» **What to work on**: Rewrite the records below, replacing "supply updated box coordinates" with "give revised bounding boxes" everywhere and keeping everything else the same. Omit the pictures.
_ _ _ _ _ _ _
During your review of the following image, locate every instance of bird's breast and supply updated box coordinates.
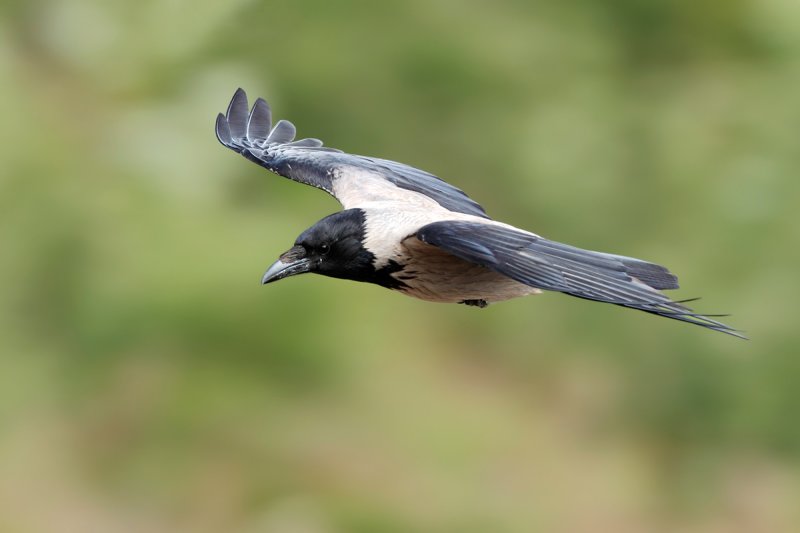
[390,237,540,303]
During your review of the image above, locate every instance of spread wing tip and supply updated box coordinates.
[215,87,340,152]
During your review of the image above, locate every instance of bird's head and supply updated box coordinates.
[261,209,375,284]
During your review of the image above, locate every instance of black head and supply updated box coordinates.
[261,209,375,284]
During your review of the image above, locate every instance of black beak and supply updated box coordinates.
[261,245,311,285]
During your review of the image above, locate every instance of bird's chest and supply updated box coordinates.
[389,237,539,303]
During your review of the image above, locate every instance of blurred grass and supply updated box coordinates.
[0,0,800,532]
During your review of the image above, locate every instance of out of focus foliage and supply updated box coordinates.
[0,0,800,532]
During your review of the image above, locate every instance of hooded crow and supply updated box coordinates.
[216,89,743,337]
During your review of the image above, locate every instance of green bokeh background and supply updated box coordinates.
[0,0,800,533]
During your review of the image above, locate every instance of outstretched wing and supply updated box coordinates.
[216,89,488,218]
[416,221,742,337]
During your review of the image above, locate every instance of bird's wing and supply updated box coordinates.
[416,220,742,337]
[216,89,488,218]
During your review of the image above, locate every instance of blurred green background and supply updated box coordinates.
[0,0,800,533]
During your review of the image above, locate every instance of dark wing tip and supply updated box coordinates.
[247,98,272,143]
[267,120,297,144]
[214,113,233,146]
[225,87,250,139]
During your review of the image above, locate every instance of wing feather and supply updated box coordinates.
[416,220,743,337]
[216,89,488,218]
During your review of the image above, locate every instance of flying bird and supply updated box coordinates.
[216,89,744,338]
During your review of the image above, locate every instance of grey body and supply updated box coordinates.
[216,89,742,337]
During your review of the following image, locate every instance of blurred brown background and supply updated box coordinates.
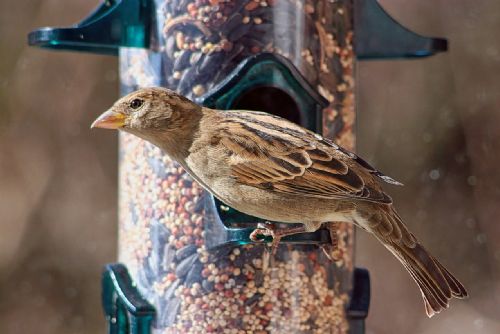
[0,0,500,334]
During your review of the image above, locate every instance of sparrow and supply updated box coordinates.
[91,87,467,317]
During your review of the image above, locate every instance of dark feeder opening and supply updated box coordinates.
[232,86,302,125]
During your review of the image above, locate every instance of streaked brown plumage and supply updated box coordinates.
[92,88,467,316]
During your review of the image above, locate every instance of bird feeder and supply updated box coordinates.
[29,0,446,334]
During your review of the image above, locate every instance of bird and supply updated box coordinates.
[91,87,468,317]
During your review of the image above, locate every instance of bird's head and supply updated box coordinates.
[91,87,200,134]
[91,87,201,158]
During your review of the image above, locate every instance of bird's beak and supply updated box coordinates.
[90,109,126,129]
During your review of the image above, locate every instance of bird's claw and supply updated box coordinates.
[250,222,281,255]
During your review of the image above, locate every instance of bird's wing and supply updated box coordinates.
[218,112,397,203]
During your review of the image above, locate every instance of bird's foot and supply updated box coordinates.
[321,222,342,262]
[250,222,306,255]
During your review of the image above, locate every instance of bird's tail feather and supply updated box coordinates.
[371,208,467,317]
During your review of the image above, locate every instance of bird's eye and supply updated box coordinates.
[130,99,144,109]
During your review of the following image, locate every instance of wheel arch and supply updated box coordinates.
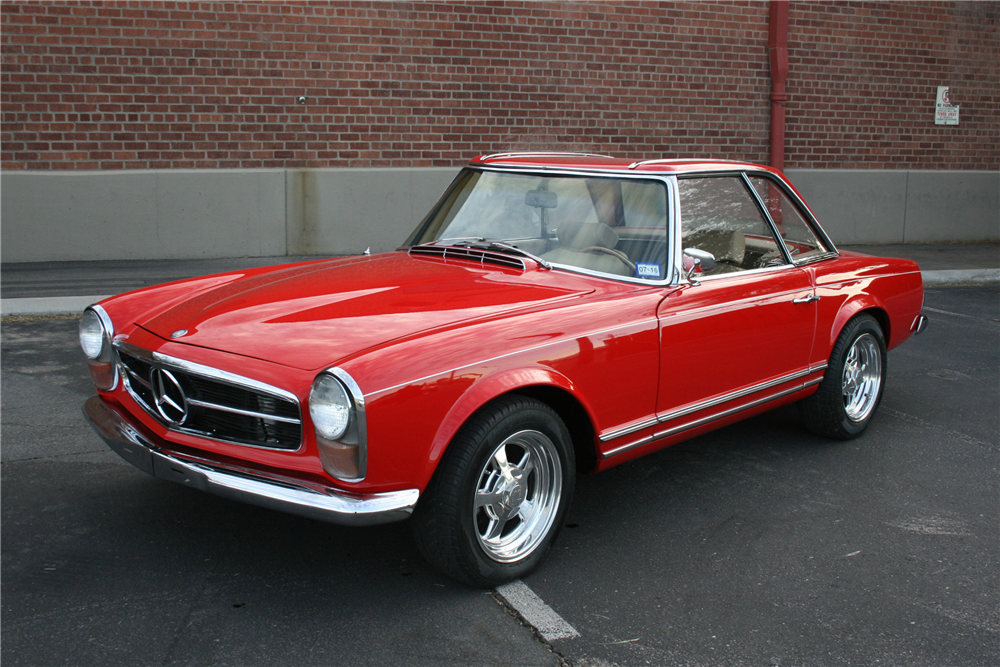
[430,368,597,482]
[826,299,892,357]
_ _ _ _ _ _ _
» **Answer to this exercise**:
During your review of the following image, locate every instance of bird's breast and give revised bounding boxes.
[390,237,540,303]
During your review of the image above, locate every instance of spread wing tip and give revised bounding boxes.
[215,87,340,152]
During your review of the image above, locate every instance of bird's head and give revised bounding boxes.
[261,209,375,284]
During your review of the image above, locate every instance of black head and give revised bounding boxes.
[261,209,375,284]
During your review of the image above, locate every instance of black beak and give revised bounding boxes.
[261,245,311,285]
During your review of the image above, locate every instance of bird's chest and give revised bounding boxes.
[389,237,539,303]
During your review of the image above, locate every instance of blurred grass and give revised bounding boxes.
[0,0,800,532]
During your review of the image above, locate every instance of out of focus foliage and give revised bounding boxes.
[0,0,800,532]
During your review of the image above, locate every instance of hooded crow and give revised bounding boxes.
[216,89,743,337]
During your review of the image above, locate every instance of green bokeh background and give revised bounding boxes.
[0,0,800,533]
During your review of the image above, locate every instance of outstretched wing and give revised bounding boxes.
[216,89,488,218]
[416,221,742,337]
During your review of the image above, locate every instance of bird's wing and give revised bounding boxes.
[416,220,742,337]
[216,89,488,218]
During your review of the image above, locate every instance of blurred green background and give revised bounding boxes.
[0,0,800,533]
During your review of the image above, locate every instance of dark wing tip and give revised bounding boxes.
[247,98,272,143]
[267,120,297,144]
[214,113,233,146]
[225,87,250,139]
During your review of the image above, locate every instance of wing feather and give revised bounding boxes.
[416,220,743,337]
[216,89,488,218]
During your review of the image above, locate every instance of flying bird and give revised bounding boxes.
[216,89,744,338]
During your review of the image above, locate every instance of grey body and give revised bounding boxes.
[216,89,742,337]
During your review of the following image, locate every instance of blurred brown background and give revised bounding boxes.
[0,0,500,334]
During your review of the image above, locate every instance of sparrow and give revised bounding boxes.
[91,87,467,317]
During your review of the image above, locate every instance of dark feeder opening and give revised bounding boxes.
[232,86,302,125]
During your review of the image above, locate every instance of streaked brown plumage and give revised bounding boxes.
[92,88,467,316]
During your review of the image above, locate every instance of bird feeder and give revised bounding boxes.
[29,0,446,334]
During your review of the image above, locate every instance of bird and give revised bounding boxes.
[91,87,468,317]
During your review of the image above, locate every instance of bird's head and give revised bounding boxes.
[91,87,200,134]
[91,87,201,158]
During your review of the image above, locate every instance of bird's beak and give revised bounding boxes.
[90,109,126,129]
During your review of the image above, locate every instance of bird's claw and give revised bounding boxes.
[250,222,281,255]
During your review of the image above, locate every instance of bird's wing and give revised bounding boxes.
[218,112,397,203]
During your review of the image above, locate every instance of bird's foot and give revised bounding boxes.
[321,222,342,262]
[250,222,306,255]
During your review of the image above, locate every instance of bird's tail feather and give revised bounding boxes.
[371,208,467,317]
During your review of the image above, locate every instance of bird's eye and give revised bounding boxes.
[130,99,144,109]
During your review of the following image, locate every instance of wheel arch and give revised bounding boxes.
[430,368,597,482]
[826,299,892,357]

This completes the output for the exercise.